▸ DIRECTIVE
Output the portion of the material from the line containing "Expected: one point per instance of the green painted" through the final line as a JSON list of strings, one string per line, with both ends included and blank lines omitted.

▸ RECORD EXTRACTS
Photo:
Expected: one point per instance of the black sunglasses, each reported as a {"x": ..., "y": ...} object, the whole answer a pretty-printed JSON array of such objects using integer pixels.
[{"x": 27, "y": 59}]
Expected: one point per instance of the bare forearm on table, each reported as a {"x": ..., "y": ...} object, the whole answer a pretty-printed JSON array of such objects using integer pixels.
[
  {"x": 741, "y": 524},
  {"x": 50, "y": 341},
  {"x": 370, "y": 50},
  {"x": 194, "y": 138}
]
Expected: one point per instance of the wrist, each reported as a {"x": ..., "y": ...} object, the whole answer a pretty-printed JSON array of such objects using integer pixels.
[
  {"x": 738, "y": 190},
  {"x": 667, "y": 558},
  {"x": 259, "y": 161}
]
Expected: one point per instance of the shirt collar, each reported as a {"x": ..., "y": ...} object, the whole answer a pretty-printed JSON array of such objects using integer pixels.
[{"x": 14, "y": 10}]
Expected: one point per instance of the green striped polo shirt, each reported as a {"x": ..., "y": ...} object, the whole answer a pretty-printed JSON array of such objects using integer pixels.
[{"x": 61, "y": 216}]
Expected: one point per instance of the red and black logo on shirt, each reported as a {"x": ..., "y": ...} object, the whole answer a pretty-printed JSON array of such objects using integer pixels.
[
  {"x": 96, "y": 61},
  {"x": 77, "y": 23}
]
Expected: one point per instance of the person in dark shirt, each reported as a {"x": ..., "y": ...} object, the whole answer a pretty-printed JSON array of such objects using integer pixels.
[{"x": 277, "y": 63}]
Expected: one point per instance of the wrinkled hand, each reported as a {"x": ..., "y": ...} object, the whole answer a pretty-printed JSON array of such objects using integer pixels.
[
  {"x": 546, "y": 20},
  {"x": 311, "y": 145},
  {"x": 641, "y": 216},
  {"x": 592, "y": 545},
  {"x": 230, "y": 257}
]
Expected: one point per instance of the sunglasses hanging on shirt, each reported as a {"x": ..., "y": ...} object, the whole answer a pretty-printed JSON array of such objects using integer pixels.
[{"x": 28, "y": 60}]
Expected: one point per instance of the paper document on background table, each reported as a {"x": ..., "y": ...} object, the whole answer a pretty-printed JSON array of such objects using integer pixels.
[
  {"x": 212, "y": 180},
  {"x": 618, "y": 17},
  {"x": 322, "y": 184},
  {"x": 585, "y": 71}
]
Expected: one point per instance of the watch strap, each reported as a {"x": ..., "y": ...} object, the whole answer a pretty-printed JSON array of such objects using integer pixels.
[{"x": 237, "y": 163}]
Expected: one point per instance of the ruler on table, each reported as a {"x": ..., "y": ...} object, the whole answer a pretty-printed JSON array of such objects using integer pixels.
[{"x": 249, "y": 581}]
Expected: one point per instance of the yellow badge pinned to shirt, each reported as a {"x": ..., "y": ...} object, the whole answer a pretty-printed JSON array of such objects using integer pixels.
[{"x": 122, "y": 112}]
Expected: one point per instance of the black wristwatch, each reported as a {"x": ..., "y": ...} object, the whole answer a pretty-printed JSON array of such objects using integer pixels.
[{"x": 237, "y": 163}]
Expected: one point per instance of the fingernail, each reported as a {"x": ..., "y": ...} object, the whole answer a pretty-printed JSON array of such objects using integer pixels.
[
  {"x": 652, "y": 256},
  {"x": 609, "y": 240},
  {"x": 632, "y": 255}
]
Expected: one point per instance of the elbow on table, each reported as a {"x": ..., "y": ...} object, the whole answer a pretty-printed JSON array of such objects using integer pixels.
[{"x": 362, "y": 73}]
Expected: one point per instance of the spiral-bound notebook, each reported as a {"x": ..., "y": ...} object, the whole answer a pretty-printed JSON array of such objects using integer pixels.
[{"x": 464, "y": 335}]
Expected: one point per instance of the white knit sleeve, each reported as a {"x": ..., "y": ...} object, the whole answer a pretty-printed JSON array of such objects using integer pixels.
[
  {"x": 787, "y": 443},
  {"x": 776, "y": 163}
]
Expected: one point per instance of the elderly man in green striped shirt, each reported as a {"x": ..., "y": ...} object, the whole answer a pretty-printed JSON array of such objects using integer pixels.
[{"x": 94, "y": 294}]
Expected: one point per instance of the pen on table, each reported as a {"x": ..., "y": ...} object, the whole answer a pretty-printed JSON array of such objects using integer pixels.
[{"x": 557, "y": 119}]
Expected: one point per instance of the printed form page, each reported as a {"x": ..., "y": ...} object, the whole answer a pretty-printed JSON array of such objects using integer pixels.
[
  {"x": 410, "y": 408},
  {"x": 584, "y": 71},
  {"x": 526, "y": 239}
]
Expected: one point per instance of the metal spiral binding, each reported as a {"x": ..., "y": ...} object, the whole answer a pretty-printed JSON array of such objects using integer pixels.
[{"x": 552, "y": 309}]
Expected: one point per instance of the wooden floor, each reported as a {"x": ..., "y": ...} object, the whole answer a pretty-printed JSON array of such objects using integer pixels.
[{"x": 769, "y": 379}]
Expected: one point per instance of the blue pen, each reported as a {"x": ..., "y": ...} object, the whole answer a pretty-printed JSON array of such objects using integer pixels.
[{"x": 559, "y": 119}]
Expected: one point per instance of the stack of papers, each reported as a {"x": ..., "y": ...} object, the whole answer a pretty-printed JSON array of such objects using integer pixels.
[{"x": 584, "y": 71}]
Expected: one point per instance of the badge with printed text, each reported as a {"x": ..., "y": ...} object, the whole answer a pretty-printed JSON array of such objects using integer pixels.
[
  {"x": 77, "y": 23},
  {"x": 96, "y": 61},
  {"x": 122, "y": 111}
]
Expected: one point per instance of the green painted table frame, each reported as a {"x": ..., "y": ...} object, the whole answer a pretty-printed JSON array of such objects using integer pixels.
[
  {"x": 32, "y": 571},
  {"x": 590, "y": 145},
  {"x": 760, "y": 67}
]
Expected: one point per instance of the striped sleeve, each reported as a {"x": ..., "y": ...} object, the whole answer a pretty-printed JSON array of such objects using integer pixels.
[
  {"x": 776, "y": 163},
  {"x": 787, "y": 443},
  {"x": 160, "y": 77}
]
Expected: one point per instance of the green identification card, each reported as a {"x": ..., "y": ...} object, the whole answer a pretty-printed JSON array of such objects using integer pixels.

▸ RESULT
[
  "Expected: one point per instance of the green painted table frame, each reported as a {\"x\": ..., \"y\": ...} object, the whole answer a pretty-printed JSON array of such objects using integer pixels.",
  "[",
  "  {\"x\": 32, \"y\": 571},",
  "  {\"x\": 590, \"y\": 145},",
  "  {\"x\": 760, \"y\": 67}",
  "]",
  "Expected: one point per instance of the striped sleeve, each reported as a {\"x\": ..., \"y\": ...} object, the whole answer a pretty-printed JSON array of such objects using integer pixels.",
  "[",
  "  {\"x\": 776, \"y\": 163},",
  "  {\"x\": 787, \"y\": 443},",
  "  {\"x\": 160, \"y\": 77}",
  "]",
  "Expected: one point per instance of the green identification card, each reported as a {\"x\": ..., \"y\": ...} object, the whole answer a pretty-printed JSON array of such objects using integer pixels."
]